<<<<

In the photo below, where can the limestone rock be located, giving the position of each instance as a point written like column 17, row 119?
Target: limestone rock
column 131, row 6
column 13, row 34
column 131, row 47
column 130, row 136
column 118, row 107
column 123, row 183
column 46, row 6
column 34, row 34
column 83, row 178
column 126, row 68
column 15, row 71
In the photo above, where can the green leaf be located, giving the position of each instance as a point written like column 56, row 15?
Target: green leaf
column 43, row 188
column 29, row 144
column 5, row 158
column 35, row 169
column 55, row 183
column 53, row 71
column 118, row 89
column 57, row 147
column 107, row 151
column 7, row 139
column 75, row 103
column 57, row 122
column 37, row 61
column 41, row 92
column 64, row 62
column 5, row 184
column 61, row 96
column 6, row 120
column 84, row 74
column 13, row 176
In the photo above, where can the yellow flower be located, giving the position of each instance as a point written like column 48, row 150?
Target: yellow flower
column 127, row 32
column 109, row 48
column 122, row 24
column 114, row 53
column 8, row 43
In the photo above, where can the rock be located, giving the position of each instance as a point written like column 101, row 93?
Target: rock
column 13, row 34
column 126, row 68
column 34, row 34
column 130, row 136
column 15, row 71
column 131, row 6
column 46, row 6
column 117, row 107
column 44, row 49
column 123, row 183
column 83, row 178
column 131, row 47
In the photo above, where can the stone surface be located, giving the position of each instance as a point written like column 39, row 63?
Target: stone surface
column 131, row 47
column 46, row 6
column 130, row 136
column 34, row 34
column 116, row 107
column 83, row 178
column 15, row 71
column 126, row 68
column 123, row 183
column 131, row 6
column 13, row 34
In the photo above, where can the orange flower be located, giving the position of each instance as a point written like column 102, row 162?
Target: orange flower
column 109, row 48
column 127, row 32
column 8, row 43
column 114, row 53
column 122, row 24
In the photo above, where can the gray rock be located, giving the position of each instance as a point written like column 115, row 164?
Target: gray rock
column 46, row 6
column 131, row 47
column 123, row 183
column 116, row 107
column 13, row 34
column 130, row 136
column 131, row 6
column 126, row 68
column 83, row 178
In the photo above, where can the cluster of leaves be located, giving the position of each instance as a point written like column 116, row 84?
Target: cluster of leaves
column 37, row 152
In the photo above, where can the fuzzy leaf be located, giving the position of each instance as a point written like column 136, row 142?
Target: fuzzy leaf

>>>>

## What needs to be done
Check each line of the records for "fuzzy" and copy the ones that contain it.

## Output below
In the photo above, where can the fuzzy leaf be located, giving the position of each instance as a point written like column 136, row 142?
Target: fuzzy leaf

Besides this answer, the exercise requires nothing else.